- CHALLENGE:
Copy out the listing verbatim, starting at the line that contains "Tag the ceiling" and ending with the final line of the listing.

- Location annotation listing excerpts:
begin

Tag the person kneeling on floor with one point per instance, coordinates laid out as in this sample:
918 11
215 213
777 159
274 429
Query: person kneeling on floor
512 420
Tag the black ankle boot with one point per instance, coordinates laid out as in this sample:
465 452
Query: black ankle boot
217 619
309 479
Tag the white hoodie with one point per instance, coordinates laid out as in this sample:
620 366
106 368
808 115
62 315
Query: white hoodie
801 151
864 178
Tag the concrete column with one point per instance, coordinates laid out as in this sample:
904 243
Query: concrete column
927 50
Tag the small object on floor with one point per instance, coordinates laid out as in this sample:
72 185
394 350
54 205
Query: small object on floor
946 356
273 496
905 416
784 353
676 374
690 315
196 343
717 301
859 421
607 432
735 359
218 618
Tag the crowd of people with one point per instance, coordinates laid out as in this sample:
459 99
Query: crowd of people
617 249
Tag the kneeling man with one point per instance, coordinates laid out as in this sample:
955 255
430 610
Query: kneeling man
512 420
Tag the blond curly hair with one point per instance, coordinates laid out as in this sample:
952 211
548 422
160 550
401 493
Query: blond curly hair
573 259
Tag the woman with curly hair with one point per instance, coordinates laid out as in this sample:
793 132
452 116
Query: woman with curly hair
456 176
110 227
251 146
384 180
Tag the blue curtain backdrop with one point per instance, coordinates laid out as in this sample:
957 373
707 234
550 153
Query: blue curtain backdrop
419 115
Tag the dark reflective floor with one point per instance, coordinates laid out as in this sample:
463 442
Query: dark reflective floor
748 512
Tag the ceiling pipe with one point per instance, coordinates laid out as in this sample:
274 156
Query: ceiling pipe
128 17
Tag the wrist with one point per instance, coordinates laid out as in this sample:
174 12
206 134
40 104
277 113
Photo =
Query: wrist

end

- TASK SOLUTION:
Tag the ceiling pipe with one point per instance, coordinates laid out as in this sample:
274 156
Query: ceiling pipe
128 17
Tag the wrist with one point per instance, coordinates laid out as in this sample:
174 12
206 134
40 104
277 113
Photo =
Query: wrist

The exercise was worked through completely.